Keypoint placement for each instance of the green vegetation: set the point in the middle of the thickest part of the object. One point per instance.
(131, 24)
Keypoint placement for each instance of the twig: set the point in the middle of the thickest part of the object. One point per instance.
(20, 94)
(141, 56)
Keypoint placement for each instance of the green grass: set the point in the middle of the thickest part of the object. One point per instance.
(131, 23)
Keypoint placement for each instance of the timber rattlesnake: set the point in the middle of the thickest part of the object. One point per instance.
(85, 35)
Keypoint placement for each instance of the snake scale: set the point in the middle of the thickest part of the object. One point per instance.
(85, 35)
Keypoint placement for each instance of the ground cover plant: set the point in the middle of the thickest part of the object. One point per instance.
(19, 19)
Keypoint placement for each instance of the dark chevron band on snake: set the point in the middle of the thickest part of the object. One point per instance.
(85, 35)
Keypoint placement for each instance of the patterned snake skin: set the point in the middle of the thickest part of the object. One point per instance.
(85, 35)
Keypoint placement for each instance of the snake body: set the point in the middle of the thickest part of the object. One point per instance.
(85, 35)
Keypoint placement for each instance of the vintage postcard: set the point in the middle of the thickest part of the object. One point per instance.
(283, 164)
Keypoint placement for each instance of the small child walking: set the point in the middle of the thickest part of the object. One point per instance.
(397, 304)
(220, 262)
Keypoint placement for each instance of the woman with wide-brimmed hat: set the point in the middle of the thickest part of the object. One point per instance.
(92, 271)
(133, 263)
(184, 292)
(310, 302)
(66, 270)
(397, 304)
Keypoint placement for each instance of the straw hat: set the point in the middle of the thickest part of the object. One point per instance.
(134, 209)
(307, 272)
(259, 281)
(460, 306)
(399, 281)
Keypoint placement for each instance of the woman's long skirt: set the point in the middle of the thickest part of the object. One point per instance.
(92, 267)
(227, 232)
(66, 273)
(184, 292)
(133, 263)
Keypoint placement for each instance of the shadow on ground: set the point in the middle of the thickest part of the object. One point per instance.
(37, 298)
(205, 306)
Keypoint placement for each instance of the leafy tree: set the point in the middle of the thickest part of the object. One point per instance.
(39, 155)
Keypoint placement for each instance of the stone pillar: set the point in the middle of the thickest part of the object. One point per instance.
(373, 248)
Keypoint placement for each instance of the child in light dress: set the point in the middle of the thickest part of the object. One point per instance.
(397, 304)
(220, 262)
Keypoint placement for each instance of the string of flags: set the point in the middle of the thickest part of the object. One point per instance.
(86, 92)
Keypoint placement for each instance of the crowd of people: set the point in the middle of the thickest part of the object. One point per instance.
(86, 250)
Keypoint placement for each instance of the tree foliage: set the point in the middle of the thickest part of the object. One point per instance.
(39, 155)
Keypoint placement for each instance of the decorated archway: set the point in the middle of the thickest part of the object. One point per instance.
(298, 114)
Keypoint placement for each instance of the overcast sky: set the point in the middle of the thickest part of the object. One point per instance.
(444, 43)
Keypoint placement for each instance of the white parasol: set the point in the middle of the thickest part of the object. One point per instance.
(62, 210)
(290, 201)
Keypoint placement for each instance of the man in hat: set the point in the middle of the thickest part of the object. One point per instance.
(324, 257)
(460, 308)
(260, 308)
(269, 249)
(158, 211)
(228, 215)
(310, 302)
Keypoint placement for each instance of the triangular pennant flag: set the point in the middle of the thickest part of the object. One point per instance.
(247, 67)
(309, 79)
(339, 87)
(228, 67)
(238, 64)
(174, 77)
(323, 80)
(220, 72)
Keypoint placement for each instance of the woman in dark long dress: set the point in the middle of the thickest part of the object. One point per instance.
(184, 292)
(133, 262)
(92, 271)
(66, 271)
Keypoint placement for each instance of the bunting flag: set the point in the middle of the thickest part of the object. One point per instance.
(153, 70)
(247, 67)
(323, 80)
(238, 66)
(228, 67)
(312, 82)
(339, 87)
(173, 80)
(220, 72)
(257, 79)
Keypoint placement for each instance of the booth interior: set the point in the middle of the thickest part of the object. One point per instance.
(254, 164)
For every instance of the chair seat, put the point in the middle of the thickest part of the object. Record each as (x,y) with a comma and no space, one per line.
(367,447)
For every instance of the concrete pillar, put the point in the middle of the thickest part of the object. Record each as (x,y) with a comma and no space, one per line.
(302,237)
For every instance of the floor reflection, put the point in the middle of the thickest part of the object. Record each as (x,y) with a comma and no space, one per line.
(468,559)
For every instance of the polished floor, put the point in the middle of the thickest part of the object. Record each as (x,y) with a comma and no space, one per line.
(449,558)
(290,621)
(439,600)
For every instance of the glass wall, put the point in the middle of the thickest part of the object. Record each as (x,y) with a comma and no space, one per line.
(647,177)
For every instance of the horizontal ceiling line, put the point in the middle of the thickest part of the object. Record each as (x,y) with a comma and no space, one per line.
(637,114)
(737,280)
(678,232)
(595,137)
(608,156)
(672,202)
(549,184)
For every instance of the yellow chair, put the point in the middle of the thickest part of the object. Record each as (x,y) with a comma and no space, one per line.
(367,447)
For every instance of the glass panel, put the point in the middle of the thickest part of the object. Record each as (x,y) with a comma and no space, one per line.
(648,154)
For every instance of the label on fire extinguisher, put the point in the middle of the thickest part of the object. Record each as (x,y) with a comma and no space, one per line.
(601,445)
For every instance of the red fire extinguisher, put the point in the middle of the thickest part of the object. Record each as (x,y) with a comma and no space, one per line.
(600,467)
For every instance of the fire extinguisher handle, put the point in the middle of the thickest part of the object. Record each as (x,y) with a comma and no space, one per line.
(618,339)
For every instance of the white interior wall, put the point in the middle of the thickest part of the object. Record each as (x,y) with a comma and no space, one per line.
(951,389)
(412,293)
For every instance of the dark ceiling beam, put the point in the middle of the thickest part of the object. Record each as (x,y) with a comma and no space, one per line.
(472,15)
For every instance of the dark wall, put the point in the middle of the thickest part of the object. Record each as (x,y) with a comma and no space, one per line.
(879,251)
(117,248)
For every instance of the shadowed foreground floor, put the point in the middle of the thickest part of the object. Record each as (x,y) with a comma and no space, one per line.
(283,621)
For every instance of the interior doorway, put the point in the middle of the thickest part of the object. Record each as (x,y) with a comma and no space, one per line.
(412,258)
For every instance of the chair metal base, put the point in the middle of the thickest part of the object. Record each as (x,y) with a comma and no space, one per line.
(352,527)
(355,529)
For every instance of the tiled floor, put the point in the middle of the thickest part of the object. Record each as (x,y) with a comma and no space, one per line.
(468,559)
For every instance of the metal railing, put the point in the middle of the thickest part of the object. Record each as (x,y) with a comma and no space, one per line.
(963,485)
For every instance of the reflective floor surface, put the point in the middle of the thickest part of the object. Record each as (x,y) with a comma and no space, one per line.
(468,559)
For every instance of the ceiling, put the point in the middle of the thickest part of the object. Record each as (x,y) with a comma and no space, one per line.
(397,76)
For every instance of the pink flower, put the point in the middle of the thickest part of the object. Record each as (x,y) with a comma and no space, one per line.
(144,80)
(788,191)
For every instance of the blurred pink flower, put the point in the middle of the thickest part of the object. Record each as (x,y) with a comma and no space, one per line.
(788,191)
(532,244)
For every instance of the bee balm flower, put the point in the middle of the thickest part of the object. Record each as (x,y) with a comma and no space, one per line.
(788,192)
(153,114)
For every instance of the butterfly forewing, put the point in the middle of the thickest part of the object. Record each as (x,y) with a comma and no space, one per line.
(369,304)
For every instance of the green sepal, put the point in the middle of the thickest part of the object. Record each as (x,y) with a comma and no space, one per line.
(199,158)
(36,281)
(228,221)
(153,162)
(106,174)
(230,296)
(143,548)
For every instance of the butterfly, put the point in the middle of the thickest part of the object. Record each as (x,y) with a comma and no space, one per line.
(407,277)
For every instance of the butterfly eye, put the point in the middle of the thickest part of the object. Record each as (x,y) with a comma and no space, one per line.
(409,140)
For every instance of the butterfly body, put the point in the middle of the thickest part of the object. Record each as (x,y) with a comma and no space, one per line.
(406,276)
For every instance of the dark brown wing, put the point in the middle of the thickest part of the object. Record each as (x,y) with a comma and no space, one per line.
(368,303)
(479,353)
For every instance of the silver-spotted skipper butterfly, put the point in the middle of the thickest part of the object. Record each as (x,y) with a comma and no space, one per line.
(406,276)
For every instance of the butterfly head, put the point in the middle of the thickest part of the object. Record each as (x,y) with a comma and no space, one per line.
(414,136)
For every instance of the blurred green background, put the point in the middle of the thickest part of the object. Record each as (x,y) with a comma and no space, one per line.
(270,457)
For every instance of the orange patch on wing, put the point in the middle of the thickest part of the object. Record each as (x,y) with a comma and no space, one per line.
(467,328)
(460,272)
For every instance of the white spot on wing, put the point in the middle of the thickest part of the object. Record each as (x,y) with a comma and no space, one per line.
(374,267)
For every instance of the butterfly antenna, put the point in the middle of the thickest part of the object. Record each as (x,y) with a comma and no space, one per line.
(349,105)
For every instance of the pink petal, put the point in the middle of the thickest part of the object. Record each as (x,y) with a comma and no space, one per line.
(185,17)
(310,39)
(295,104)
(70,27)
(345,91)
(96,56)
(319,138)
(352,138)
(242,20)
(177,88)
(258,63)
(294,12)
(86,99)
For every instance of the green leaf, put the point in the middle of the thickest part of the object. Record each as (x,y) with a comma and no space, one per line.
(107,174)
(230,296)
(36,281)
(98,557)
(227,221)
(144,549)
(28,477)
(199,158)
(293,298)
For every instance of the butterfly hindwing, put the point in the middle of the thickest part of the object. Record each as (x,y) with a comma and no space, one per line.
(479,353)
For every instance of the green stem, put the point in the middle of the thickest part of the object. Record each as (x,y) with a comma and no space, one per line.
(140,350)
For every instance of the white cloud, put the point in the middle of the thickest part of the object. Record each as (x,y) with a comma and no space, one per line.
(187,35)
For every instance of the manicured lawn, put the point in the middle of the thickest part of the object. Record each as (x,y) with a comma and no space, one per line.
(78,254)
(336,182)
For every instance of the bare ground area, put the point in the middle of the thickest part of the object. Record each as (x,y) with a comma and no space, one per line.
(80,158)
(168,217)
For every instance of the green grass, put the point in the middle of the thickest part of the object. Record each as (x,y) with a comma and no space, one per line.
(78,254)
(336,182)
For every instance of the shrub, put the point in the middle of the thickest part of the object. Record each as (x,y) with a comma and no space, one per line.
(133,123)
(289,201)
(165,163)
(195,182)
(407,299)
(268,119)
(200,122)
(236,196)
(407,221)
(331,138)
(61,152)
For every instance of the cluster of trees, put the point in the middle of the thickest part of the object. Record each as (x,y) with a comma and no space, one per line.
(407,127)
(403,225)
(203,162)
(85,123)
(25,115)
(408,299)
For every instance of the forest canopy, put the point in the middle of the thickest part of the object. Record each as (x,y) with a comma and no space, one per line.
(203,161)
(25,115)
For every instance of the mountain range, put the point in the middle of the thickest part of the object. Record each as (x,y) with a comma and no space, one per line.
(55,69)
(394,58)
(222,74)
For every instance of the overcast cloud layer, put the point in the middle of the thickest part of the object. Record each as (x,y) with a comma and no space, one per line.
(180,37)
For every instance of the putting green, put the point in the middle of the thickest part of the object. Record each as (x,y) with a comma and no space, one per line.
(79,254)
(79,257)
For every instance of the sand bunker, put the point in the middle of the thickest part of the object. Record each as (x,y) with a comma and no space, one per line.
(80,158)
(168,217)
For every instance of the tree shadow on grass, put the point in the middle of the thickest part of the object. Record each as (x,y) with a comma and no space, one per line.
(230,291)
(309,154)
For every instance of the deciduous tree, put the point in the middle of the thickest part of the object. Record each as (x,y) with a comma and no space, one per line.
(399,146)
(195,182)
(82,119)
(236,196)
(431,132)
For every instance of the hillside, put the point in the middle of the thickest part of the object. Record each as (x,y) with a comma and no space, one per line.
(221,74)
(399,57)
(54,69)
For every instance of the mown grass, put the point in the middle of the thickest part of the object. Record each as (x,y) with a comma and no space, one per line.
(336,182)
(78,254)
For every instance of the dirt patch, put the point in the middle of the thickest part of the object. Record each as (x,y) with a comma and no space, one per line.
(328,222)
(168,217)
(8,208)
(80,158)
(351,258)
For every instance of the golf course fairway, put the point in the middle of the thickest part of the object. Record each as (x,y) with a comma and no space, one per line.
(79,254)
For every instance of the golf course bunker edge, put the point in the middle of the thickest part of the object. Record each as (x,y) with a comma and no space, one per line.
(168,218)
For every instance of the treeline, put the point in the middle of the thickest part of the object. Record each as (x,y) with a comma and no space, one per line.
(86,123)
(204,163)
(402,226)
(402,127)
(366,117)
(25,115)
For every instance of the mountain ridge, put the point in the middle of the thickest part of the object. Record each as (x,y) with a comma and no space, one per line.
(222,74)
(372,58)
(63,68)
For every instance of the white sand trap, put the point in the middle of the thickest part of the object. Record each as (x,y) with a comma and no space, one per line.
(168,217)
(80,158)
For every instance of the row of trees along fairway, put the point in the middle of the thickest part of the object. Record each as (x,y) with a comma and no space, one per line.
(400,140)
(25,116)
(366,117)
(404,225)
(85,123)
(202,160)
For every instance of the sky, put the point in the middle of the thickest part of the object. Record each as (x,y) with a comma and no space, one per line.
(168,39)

# # # # # # #

Task brief: Your answer should be the lines from the one containing "For every instance of the white sand" to the end of the entries above, restated exactly and alone.

Answer section:
For every instance of the white sand trap, put the point in the middle of the thickest part of the object. Record each as (x,y) with a comma and no space, one per line.
(168,217)
(80,158)
For every instance of the row of trees along fairway, put the point in the middle of the thickest part of the object. Record each as (x,y) with a comma and no space, one per line.
(400,140)
(25,116)
(366,117)
(404,225)
(85,123)
(202,160)
For every instance of the sky, put the point in the middle of the thickest part of the object. Record each as (x,y) with a comma and no space, one per line.
(168,39)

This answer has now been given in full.